• _THE TASK_
Copy the items below word for word, starting with the line that contains "Teacher note: locate the pilot's forearm" and continuing through the end of the items, and leave the pictures out of your answer.

----------------

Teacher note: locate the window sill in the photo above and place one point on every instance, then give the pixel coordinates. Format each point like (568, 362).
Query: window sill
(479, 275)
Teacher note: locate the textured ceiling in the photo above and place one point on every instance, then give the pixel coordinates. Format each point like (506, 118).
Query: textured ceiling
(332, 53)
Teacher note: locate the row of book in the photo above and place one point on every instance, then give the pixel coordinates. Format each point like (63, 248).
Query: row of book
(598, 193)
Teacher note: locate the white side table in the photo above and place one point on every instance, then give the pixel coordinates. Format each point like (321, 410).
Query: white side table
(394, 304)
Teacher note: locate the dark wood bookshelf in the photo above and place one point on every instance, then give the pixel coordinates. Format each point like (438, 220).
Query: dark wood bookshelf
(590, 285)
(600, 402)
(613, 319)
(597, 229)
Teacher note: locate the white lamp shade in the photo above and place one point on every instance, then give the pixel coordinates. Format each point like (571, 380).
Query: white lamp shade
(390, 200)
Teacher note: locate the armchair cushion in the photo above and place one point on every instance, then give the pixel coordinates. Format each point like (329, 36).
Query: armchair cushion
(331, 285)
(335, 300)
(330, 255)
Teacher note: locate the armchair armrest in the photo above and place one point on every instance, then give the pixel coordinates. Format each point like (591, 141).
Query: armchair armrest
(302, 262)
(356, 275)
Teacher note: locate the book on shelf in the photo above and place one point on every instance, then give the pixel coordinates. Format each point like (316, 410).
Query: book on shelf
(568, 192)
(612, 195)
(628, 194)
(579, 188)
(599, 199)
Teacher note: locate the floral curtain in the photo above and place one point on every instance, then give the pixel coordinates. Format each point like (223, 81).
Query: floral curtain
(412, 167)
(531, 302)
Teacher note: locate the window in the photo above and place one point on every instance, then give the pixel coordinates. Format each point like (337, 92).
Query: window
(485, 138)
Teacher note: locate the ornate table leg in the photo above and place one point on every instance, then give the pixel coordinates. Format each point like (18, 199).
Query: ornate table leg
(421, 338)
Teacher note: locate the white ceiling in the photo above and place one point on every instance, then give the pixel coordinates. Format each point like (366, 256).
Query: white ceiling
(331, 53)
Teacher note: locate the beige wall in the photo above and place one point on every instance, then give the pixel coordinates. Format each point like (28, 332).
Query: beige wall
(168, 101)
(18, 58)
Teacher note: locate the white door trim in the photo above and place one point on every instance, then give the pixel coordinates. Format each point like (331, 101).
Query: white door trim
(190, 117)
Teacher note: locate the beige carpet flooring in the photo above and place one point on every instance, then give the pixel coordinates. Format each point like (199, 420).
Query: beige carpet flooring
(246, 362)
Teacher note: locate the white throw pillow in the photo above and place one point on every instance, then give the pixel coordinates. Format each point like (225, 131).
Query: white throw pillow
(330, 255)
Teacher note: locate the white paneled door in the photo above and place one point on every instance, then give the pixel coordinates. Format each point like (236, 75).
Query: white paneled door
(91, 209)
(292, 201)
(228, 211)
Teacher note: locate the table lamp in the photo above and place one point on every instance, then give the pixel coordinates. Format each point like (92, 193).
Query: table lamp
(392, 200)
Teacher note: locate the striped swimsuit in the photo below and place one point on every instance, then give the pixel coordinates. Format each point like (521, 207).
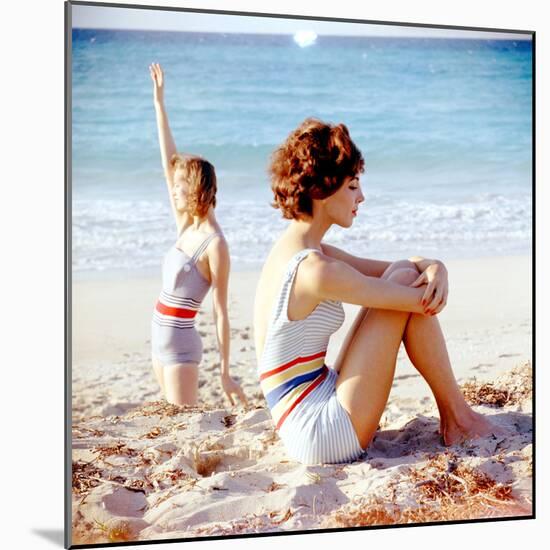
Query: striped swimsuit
(299, 387)
(174, 338)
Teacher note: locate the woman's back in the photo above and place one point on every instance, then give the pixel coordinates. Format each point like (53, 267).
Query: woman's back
(291, 362)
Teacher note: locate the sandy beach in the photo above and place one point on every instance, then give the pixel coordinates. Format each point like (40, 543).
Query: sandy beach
(144, 469)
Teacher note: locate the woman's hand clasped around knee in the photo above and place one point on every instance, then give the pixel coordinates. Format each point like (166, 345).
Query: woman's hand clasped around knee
(437, 289)
(230, 386)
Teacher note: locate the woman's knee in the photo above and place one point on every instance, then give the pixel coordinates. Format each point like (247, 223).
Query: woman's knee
(400, 264)
(403, 275)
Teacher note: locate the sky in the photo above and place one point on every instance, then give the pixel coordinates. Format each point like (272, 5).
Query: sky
(148, 19)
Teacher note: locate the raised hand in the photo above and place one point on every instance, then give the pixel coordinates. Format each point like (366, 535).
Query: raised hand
(157, 76)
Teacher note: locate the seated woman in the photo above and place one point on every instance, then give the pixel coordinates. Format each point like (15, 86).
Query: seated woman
(330, 414)
(198, 260)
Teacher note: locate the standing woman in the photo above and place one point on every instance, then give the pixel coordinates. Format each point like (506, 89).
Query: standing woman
(329, 415)
(198, 259)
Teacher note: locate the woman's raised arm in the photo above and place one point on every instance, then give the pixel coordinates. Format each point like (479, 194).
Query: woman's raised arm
(166, 141)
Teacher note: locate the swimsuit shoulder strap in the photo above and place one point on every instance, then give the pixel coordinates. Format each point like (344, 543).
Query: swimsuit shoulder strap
(281, 312)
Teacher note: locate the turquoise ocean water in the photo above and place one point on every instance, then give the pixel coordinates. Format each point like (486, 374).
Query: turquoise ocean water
(444, 126)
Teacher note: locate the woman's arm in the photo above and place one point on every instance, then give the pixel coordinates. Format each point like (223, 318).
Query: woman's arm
(219, 268)
(330, 279)
(433, 273)
(166, 141)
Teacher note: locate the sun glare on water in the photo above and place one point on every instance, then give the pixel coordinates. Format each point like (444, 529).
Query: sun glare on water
(305, 38)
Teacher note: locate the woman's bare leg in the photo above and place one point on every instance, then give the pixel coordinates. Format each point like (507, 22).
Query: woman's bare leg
(367, 368)
(157, 367)
(425, 345)
(179, 383)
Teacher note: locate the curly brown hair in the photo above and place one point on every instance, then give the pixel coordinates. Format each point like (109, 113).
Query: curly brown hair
(312, 163)
(201, 179)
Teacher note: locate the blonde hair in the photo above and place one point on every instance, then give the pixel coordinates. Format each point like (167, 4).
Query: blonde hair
(201, 179)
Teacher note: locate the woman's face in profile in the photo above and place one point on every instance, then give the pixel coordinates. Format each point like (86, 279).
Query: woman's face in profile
(342, 206)
(179, 191)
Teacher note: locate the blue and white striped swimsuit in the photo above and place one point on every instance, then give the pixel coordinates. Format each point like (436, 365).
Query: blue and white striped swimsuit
(297, 384)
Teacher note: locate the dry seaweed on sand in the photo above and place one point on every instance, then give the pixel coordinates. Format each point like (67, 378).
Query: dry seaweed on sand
(85, 476)
(115, 449)
(512, 388)
(445, 488)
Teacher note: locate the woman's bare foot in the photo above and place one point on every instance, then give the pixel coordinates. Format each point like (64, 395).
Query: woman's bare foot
(469, 426)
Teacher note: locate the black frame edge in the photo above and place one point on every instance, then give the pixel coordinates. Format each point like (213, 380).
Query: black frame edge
(68, 275)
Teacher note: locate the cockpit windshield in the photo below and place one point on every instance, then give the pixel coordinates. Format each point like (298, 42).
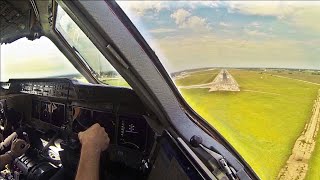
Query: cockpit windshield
(251, 69)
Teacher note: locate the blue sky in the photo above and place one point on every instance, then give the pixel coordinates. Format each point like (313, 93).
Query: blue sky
(188, 35)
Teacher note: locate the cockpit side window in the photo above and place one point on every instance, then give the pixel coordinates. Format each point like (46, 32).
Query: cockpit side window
(35, 59)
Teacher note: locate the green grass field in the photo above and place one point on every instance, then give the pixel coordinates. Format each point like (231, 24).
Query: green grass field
(263, 120)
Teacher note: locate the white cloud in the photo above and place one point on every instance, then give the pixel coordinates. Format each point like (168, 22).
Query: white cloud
(254, 24)
(180, 16)
(140, 7)
(303, 14)
(256, 33)
(184, 19)
(162, 30)
(224, 24)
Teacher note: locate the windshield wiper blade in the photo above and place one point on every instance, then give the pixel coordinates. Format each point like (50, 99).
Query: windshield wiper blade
(196, 142)
(84, 61)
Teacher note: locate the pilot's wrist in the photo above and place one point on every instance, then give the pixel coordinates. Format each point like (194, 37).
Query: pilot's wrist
(90, 148)
(11, 154)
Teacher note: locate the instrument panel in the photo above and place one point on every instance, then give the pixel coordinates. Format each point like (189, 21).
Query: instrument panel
(126, 130)
(65, 107)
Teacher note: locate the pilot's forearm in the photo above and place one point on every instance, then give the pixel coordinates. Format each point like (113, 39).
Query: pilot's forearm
(89, 163)
(4, 160)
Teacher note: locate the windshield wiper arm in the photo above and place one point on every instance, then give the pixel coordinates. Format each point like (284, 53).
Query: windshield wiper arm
(84, 61)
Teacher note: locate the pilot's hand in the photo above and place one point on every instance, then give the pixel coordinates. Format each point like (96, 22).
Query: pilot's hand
(19, 147)
(94, 138)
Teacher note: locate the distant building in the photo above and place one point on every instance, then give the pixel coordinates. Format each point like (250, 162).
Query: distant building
(224, 82)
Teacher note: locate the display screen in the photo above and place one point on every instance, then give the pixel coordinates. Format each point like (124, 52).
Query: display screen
(45, 109)
(132, 132)
(49, 112)
(108, 121)
(57, 114)
(83, 117)
(36, 109)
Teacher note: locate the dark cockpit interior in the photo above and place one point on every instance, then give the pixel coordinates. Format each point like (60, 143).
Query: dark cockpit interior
(51, 112)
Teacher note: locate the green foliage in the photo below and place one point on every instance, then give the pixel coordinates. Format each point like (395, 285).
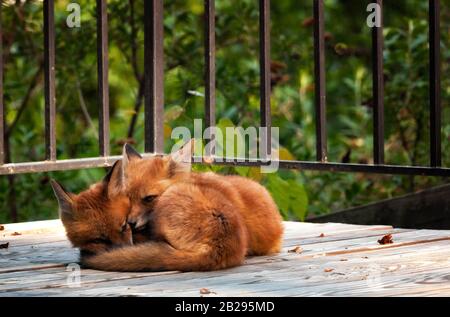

----------------

• _SOLUTION_
Teacher note: locate the pilot's forearm in the photo above and place one point on every instance, then give the pixel coordinates. Format each point like (113, 39).
Query: pilot's forearm
(89, 163)
(4, 160)
Teacher note: locate the windshield wiper arm in the photo above and place one point on every instance, then give the pixel coordinates. Format each point like (284, 53).
Query: windshield wiper arm
(84, 61)
Teacher note: locate the pilot's hand in the photo above and place one point on every instance, then give the pixel coordinates. Format each point like (96, 22).
Query: pilot's hand
(19, 147)
(94, 138)
Teacher note: locate the distant building in the photo above and place one point on every instance, then give the pixel coordinates. Format each point like (250, 162).
Query: distant building
(224, 82)
Teacher note: locate the display screen in the photo above and place one point on every instance, then give the pixel coordinates. Format each point like (124, 52).
Query: display screen
(45, 109)
(132, 132)
(49, 112)
(108, 121)
(57, 114)
(83, 117)
(36, 109)
Teacher note: locate the dark cockpit interior in the photo above and place one point on every instance, then give the pixel coordinates. Format each point like (60, 143).
Query: dark cockpit interior
(51, 112)
Teacher note: locate the green foliage in the photo below and place one point on every instance, then give the pixel coordinates. Format each point like (395, 285).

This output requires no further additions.